━━━ Document text

The nearest neighbor search (NNS) is a technique that is used in computing to optimize the amount of time it takes to accurately locate one data point in relation to another data point in a dataset that is organized so that distances between points are measured in Euclidian space. Increasingly, NNS computation is becoming a key sub-task in many algorithms and applications that are used to process, organize, cluster, learn, and understand massive data sets, such as those used in the automotive, aerospace, and geographic information system (GIS) industries.
The Problem:
The NNS algorithm works well for small data sets, but it is too time-consuming to implement with large data sets. The approximate nearest neighbor (ANN) search, an alternative to NNS, improves search time and saves memory by estimating the nearest neighbor, without guaranteeing that the actual nearest neighbor will be returned in every case. Two limitations of this method are that it is difficult to make an ANN algorithm dynamic (i.e., allows for insertions and deletions in the data structure) or to parallelize it (i.e., use multiple processors to speed up queries).
The Solution:
Dr. Kumar and his research team are developing a novel, practical, and theoretically-sound method that will solve the NNS problem in lower dimensional spaces. Specifically, the researchers are creating an approximate k-nearest neighbor algorithm, based on Morton Sorting of points, to create a software library for approximate nearest neighbor searches for Euclidian spaces. The library will use multi-core machines efficiently (parallel) and enable the insertion and deletion of points at run time (dynamic). This new algorithm delivers the search results with expected logarithmic query times that are competitive with or exceed Mount’s approximate nearest neighbor (ANN) search.
Advantages:
- Speed on multicore machines
- Minimum spanning tree computation

━━━━━━

Work to do:
1) Copy the part of the nearest neighbor search description starting with "The nearest neighbor search" and going on through "system (GIS) industries.".
2) Reproduce the records starting with the line with "the man with" and going on through the line with "[[611, 21], [622, 39]]", requests included, and increase every coordinate in the answers by 105.
The nearest neighbor search description and the records are unrelated to each other.

━━━ Data extract

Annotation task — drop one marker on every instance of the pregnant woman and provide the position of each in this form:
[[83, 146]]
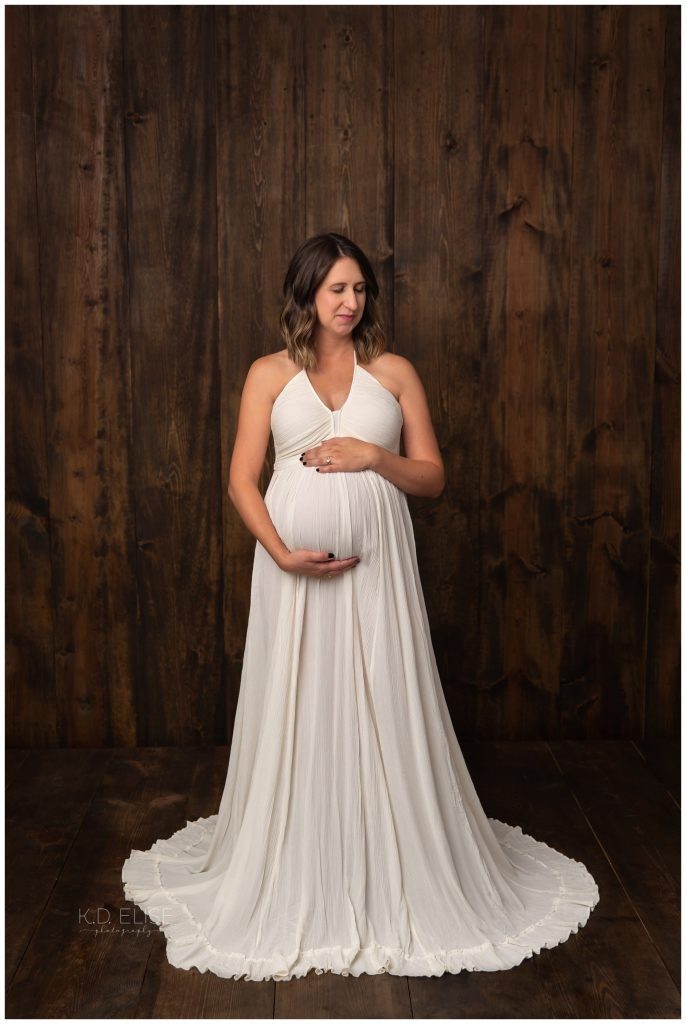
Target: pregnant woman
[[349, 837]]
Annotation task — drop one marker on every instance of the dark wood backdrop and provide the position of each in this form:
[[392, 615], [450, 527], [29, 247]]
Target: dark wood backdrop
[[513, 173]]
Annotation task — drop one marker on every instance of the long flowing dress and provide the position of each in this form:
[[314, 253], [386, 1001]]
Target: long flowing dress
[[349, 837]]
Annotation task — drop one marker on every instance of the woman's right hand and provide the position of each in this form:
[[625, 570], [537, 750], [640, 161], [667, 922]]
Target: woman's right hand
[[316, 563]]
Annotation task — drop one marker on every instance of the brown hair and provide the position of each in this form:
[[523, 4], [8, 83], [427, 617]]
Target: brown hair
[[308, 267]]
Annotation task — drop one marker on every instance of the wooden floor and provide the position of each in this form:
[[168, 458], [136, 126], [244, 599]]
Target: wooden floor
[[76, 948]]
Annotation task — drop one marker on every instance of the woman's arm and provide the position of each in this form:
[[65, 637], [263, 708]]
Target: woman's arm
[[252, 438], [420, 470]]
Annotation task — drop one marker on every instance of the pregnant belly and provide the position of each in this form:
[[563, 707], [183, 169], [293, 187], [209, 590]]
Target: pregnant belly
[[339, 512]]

━━━━━━
━━━ Data extract

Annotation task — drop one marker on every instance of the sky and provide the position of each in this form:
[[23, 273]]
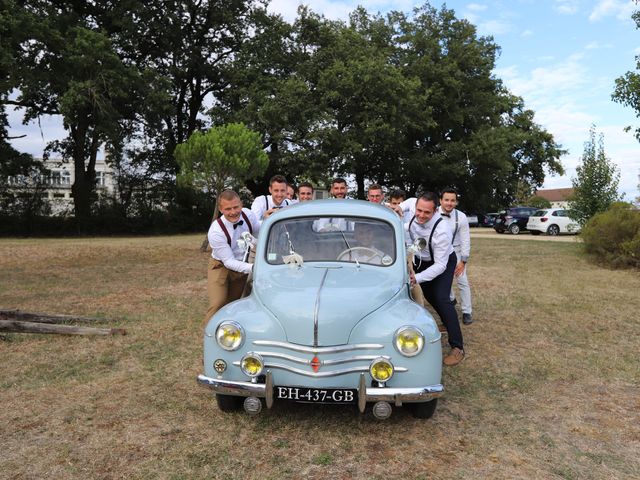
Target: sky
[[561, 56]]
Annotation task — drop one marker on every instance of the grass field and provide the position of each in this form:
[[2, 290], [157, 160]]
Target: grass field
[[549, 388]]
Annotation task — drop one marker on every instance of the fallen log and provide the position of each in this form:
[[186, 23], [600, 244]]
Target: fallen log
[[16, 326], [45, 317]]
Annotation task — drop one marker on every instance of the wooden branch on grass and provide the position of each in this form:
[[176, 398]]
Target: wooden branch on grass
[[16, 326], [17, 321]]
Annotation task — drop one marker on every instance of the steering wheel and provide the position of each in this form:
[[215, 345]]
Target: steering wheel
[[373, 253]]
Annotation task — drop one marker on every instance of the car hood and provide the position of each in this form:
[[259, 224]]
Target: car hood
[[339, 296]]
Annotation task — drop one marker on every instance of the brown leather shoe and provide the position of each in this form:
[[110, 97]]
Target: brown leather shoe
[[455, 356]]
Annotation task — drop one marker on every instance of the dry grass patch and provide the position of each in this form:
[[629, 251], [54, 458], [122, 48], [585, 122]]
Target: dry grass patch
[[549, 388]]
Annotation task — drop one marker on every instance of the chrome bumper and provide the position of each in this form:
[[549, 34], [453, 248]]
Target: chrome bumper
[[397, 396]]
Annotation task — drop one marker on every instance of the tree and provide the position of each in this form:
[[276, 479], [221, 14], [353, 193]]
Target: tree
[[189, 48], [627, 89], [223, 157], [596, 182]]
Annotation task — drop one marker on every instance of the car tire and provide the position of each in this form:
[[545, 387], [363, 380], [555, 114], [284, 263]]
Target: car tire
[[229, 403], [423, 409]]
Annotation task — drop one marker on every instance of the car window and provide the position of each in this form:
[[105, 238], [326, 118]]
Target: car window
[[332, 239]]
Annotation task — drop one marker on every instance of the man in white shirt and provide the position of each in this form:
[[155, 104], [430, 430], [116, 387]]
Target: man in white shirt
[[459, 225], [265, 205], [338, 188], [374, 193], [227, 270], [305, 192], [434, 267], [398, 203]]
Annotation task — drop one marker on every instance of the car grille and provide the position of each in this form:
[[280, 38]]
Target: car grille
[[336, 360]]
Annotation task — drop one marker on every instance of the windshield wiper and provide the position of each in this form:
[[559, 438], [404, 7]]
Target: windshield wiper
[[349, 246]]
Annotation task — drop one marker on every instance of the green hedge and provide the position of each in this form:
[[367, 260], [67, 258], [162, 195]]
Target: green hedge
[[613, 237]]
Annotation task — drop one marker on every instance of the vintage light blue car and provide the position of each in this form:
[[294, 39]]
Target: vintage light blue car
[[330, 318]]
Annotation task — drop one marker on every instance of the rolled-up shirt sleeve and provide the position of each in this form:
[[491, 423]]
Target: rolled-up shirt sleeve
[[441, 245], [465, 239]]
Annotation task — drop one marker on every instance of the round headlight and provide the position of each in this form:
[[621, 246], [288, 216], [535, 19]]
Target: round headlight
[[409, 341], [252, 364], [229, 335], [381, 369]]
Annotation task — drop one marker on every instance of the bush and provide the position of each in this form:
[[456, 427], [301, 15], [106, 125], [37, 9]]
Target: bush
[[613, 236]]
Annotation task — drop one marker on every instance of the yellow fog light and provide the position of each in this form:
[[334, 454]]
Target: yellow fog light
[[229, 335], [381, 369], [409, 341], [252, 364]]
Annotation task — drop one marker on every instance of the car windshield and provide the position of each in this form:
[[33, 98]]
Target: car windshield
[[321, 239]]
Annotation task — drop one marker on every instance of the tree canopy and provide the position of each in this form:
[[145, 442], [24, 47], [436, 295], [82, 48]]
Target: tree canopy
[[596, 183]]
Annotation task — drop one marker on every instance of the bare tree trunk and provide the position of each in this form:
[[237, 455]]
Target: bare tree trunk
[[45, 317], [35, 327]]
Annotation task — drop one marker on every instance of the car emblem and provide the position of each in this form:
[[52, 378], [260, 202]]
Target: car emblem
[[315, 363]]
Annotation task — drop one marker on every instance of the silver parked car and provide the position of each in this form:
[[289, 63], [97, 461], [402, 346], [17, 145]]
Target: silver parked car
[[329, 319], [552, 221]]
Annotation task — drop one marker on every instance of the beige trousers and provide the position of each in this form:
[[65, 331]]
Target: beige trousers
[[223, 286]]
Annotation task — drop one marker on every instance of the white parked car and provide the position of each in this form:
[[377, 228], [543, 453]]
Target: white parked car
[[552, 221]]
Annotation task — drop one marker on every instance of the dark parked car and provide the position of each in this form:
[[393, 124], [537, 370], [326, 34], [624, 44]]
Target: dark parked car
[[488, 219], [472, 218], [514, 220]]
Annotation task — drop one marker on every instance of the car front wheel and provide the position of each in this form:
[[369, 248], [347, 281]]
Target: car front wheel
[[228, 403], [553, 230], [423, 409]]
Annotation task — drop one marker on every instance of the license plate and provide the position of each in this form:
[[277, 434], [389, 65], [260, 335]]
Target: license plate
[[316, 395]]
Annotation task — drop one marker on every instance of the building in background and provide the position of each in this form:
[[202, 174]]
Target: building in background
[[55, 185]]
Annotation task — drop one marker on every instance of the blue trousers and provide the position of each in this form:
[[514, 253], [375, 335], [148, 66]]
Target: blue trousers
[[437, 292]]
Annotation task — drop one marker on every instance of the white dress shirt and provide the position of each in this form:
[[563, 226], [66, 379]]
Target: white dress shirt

━━━━━━
━━━ Data extract

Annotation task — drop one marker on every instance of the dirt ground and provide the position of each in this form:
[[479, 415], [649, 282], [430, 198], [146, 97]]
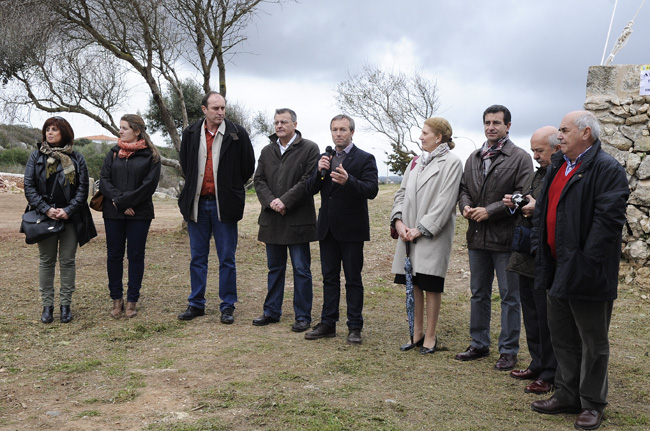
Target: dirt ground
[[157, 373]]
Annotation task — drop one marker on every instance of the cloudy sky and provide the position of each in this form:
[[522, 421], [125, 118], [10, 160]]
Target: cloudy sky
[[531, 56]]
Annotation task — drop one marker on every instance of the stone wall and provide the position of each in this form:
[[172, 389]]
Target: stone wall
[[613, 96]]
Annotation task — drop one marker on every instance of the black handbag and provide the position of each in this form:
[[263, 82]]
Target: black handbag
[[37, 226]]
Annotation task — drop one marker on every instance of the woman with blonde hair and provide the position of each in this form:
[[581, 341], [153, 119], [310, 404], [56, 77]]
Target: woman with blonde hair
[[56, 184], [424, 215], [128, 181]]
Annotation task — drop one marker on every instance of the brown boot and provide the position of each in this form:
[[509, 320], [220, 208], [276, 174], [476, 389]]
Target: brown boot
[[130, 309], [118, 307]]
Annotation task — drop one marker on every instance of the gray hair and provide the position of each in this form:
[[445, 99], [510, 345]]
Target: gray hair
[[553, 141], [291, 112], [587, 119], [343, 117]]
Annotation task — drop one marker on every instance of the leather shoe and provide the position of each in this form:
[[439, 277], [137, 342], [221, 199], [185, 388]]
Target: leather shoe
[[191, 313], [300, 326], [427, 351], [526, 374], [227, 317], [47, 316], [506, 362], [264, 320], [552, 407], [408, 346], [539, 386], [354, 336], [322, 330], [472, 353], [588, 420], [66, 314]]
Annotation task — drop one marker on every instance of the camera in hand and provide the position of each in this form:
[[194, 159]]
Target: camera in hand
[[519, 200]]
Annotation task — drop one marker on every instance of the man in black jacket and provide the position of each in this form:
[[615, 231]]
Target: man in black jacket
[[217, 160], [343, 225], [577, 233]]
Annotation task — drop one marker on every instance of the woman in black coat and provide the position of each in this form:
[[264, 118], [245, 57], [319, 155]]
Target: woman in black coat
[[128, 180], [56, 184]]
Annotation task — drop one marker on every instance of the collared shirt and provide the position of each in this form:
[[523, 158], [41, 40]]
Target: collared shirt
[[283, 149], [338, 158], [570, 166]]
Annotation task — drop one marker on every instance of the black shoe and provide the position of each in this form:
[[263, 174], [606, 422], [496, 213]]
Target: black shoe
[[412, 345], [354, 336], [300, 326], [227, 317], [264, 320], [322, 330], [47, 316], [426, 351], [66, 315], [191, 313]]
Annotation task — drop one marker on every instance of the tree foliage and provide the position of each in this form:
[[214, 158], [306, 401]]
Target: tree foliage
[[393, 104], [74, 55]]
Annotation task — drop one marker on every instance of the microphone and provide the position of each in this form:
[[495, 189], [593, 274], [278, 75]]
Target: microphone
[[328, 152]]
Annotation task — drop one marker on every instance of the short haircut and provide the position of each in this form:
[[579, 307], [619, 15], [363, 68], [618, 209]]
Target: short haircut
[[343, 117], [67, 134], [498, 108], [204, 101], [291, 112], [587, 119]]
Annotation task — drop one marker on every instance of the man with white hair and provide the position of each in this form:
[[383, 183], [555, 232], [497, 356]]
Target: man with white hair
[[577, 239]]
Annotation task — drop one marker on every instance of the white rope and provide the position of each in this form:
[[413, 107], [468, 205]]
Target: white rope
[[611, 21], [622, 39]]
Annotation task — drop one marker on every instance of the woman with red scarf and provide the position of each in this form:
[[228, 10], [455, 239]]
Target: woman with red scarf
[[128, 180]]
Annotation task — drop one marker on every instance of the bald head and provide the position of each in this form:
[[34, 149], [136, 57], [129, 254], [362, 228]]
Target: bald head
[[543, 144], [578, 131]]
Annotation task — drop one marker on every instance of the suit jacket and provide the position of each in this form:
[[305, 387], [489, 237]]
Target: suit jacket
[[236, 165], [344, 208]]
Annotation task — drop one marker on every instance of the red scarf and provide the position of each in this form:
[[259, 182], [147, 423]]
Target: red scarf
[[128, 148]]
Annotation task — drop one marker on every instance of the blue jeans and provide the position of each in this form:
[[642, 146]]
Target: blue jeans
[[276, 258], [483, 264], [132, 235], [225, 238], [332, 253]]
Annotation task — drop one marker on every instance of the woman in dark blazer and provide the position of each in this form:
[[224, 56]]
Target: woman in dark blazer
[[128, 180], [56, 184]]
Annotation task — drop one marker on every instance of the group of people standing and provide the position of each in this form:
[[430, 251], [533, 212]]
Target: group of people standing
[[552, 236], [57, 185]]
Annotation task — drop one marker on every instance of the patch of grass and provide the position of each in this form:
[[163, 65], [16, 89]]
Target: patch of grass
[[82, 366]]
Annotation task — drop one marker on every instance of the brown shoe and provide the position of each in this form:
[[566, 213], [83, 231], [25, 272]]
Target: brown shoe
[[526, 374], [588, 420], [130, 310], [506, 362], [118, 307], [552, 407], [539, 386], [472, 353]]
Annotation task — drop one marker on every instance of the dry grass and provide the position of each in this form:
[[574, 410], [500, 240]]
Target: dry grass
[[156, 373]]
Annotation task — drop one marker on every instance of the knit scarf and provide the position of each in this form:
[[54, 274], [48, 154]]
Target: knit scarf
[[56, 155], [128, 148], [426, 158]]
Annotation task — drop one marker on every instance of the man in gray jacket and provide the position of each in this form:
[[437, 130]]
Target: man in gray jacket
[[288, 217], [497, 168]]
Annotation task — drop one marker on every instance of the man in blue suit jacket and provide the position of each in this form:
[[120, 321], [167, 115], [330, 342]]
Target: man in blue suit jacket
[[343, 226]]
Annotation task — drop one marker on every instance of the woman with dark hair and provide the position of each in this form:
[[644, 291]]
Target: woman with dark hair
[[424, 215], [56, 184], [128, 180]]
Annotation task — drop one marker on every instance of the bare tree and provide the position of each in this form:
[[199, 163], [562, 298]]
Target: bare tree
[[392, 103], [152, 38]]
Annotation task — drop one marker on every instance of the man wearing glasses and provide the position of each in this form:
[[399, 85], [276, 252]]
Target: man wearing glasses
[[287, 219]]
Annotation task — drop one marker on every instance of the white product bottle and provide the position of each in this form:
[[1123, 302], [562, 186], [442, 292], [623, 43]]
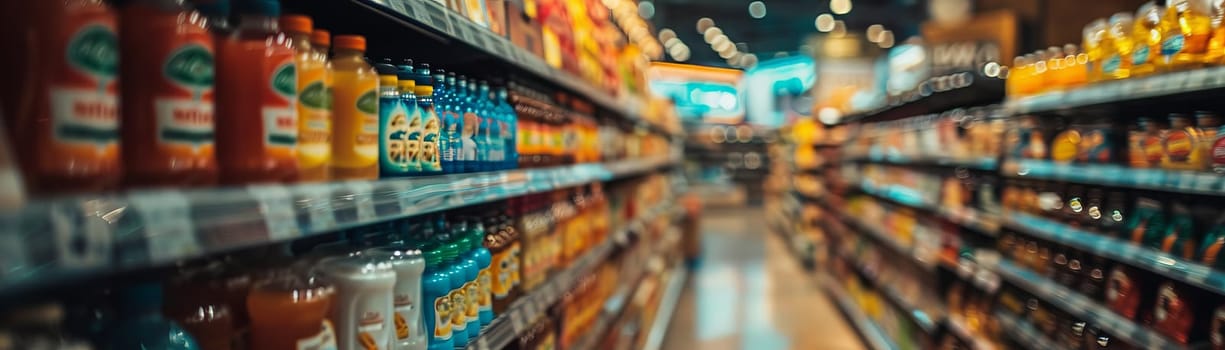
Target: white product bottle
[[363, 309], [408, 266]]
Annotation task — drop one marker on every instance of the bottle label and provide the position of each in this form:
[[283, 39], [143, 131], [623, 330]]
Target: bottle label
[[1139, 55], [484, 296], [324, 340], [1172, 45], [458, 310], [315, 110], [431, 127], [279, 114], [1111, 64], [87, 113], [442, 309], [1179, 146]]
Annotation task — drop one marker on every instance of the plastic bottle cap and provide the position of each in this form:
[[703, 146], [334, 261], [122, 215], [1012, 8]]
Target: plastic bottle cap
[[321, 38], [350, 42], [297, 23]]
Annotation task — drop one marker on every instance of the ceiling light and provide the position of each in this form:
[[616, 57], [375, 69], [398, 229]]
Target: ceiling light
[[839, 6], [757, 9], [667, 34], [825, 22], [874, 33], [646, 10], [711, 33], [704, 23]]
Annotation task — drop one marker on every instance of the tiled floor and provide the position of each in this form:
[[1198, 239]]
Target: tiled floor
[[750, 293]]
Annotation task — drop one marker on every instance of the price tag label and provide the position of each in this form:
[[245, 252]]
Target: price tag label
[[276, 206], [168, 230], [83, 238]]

━━━━━━

The replies:
1)
The nearest neighbor search (NNS) is a technique that is used in computing to optimize the amount of time it takes to accurately locate one data point in relation to another data point in a dataset that is organized so that distances between points are measured in Euclidian space. Increasingly, NNS computation is becoming a key sub-task in many algorithms and applications that are used to process, organize, cluster, learn, and understand massive data sets, such as those used in the automotive, aerospace, and geographic information system (GIS) industries.

2)
Annotation task — drop one marker on every instance of the man with white hair and provide the position of each in this form:
[[383, 183], [555, 232], [497, 356]]
Target: man with white hair
[[682, 344]]
Annotation task — drop one marker on every instance of the white rope and provide the position of each in this form:
[[413, 107], [468, 205]]
Target: white rope
[[716, 126], [727, 144]]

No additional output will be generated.